# DIRECTIVE:
Rewrite the listing below, replacing "the grower's notes" with "the crop log" everywhere it occurs and leaving everything else unchanged.
[start AVAILABLE RECORDS]
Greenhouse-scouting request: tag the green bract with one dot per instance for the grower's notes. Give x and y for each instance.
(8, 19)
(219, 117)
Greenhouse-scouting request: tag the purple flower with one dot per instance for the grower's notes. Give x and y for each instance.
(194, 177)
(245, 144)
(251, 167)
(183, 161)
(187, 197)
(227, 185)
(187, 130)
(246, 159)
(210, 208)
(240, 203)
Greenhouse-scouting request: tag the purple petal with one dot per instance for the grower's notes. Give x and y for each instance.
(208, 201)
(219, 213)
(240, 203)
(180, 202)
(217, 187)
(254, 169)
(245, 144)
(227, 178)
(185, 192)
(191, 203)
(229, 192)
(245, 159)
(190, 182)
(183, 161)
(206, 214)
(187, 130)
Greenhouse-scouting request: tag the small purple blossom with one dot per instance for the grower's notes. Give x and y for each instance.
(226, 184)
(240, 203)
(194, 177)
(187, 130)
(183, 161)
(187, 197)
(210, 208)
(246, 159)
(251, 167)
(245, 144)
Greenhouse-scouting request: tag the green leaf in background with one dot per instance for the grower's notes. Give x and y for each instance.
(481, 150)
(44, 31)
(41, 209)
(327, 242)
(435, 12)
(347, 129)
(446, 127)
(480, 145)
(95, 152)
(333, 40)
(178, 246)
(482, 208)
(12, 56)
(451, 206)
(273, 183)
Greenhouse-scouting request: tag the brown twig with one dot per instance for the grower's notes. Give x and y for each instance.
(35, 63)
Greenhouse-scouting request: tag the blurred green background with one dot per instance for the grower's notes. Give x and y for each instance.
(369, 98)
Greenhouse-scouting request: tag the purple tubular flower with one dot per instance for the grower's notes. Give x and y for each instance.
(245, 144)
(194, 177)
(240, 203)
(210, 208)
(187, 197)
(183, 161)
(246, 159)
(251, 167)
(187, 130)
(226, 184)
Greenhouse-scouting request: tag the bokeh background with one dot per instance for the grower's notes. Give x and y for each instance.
[end AVAILABLE RECORDS]
# SOLVED PROBLEM:
Greenhouse-scouting request: tag the green bract with one dot per instance for the crop log. Give x and y for each instance.
(8, 19)
(219, 117)
Greenhouse-scouting request: tag the purple flower with one dot per instance for the crop log. Give x and y for each instance.
(194, 177)
(245, 144)
(251, 167)
(183, 161)
(187, 197)
(227, 185)
(187, 130)
(246, 159)
(210, 208)
(240, 203)
Greenhouse-scouting request: tag the purple petal with one dot per instance for the crop log. Give x and y for each instance.
(208, 201)
(219, 213)
(240, 203)
(180, 202)
(217, 187)
(254, 169)
(245, 144)
(227, 178)
(185, 192)
(191, 203)
(229, 192)
(245, 159)
(190, 182)
(183, 161)
(206, 214)
(187, 130)
Greenhouse-scouting request: tag the small purple blossom with one dot per instance for the crop log. Give x and y for each instance.
(226, 184)
(240, 203)
(194, 177)
(187, 130)
(183, 161)
(187, 197)
(210, 208)
(246, 159)
(251, 167)
(245, 144)
Greenhouse-scouting request: tag the green leaf in background with one dot per instance for the crop log. Give x and y for each instance.
(481, 150)
(44, 31)
(41, 209)
(327, 242)
(435, 12)
(347, 129)
(446, 127)
(480, 145)
(95, 152)
(333, 40)
(178, 246)
(482, 208)
(12, 56)
(451, 206)
(273, 183)
Greenhouse-scouting request: tag the brown twig with one dot per instance for the crop log. Give x and y for each instance.
(35, 63)
Greenhouse-scouting request: tag the blurred green background with one dot per instance for the crop log. Give x and y for each instance.
(369, 98)
Greenhouse-scouting request: tag the purple tubular flower with one dot per instance for the crop log. Give x and y for each instance.
(245, 144)
(194, 177)
(240, 203)
(210, 208)
(187, 197)
(183, 161)
(246, 159)
(251, 167)
(187, 130)
(226, 184)
Greenhouse-scouting request: tag the bokeh background with one dot per instance for the crop log. Give x and y for each instance.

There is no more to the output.